EXERCISE TASK:
Set out the lines below as a Markdown table with two columns, Row and Line, numbering each line and skipping any blank ones. Leave the picture out of the answer.

++++++++++++++++++++

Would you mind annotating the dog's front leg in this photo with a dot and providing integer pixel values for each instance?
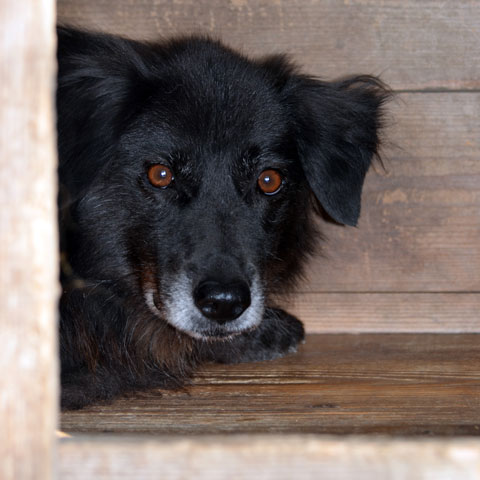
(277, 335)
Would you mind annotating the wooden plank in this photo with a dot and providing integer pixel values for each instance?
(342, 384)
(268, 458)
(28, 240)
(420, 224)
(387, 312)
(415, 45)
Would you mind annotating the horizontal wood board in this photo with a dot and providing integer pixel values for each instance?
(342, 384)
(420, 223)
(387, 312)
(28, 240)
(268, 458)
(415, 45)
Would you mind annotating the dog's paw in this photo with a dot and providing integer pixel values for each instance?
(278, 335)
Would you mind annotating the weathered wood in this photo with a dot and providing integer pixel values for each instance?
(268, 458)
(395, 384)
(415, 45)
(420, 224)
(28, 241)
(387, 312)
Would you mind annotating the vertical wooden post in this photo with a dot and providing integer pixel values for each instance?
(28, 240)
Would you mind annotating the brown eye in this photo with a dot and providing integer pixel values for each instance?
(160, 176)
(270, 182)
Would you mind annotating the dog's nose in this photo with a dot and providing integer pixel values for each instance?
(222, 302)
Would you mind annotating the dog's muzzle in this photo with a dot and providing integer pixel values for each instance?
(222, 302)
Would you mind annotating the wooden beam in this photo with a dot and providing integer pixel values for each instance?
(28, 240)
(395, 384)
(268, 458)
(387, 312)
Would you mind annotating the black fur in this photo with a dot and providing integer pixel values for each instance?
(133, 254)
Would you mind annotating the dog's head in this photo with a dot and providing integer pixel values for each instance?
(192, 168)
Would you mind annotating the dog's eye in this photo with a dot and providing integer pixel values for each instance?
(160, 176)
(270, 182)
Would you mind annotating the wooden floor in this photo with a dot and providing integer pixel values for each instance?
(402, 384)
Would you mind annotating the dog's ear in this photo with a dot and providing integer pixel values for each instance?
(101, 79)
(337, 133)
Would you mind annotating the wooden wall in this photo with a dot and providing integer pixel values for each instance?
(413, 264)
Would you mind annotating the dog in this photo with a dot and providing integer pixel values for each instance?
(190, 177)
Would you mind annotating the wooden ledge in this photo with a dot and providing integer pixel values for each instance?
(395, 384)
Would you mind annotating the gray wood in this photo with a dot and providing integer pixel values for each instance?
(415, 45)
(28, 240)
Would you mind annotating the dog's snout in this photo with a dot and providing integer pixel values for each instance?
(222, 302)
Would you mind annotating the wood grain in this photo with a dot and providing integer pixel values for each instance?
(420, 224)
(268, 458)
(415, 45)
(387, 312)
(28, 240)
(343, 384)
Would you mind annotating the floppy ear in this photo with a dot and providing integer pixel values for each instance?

++++++++++++++++++++

EXPECTED ANSWER:
| Row | Line |
|---|---|
| 1 | Would you mind annotating the dog's front leg in this photo with a dot and providing integer pixel values for each instance? |
| 2 | (277, 335) |
| 3 | Would you mind annotating the wooden plank in this photo with a dot and providing integer pixel values for each instance? |
| 4 | (342, 384) |
| 5 | (268, 458) |
| 6 | (28, 240) |
| 7 | (420, 224) |
| 8 | (387, 312) |
| 9 | (415, 45) |
| 10 | Would you mind annotating the horizontal wood board in this photo with a dot and providing integer pixel values for each instance? |
| 11 | (342, 384) |
| 12 | (420, 223) |
| 13 | (387, 312) |
| 14 | (28, 240) |
| 15 | (268, 458) |
| 16 | (415, 45) |
| 17 | Would you mind annotating the dog's paw in this photo with a dot and providing integer pixel values for each instance? |
| 18 | (278, 335) |
| 19 | Would you mind annotating the weathered wood in this photo with a dot and providing integer pixel values for each instance? |
| 20 | (268, 458) |
| 21 | (395, 384) |
| 22 | (415, 45) |
| 23 | (420, 224) |
| 24 | (28, 241) |
| 25 | (387, 312) |
| 26 | Would you mind annotating the vertical wooden post in this photo with a dot and providing integer pixel values for each instance? |
| 27 | (28, 240) |
| 28 | Would you mind annotating the brown eye in this photo with a dot and providing integer pixel values for each instance? |
| 29 | (160, 176) |
| 30 | (270, 182) |
| 31 | Would you mind annotating the dog's nose in this photo with a dot and providing integer pixel values for each instance? |
| 32 | (222, 302) |
| 33 | Would you mind annotating the dog's muzzle in this photo with a dot and providing integer pixel values for each instance? |
| 34 | (222, 302) |
| 35 | Would you mind annotating the wooden beam in this photo with a dot and providing integer pixel values for each instance? |
| 36 | (28, 240) |
| 37 | (395, 384) |
| 38 | (268, 458) |
| 39 | (387, 312) |
| 40 | Would you mind annotating the black fur in this photo with a dot and providing integer pixel values for each instance? |
| 41 | (133, 254) |
| 42 | Would you mind annotating the dog's head in this photo with a dot and providing integer pixel values for each instance? |
| 43 | (192, 168) |
| 44 | Would you mind annotating the dog's eye in this photo with a dot and providing integer pixel values for each instance? |
| 45 | (160, 176) |
| 46 | (270, 182) |
| 47 | Would you mind annotating the wooden floor in this photo with a dot and providing integer pixel values for each instance? |
| 48 | (402, 384) |
| 49 | Would you mind annotating the dog's ear in this photo with a dot and providing integer pixel values for each instance? |
| 50 | (101, 79) |
| 51 | (337, 133) |
| 52 | Would you mind annotating the wooden wall in this photo with a dot and providing integer pixel values for each instance? |
| 53 | (413, 264) |
| 54 | Would you mind annotating the dog in this photo with a dot and providing integer pixel values for each instance? |
| 55 | (190, 177) |
| 56 | Would you mind annotating the wooden ledge in this photo with a dot and providing integer pixel values for each instance? |
| 57 | (395, 384) |
| 58 | Would you mind annotating the gray wood in this photo with a dot and providing integer pixel values for each instance? |
| 59 | (415, 45) |
| 60 | (28, 240) |
| 61 | Would you mind annotating the dog's snout in this photo with a dot and providing integer pixel values for each instance? |
| 62 | (222, 302) |
| 63 | Would you mind annotating the wood grain in this photo with a dot and providing integer pixel values for each instance? |
| 64 | (420, 224) |
| 65 | (268, 458) |
| 66 | (415, 45) |
| 67 | (387, 312) |
| 68 | (28, 240) |
| 69 | (343, 384) |
| 70 | Would you mind annotating the floppy ear in this photo with a dot and providing integer pixel values for each instance? |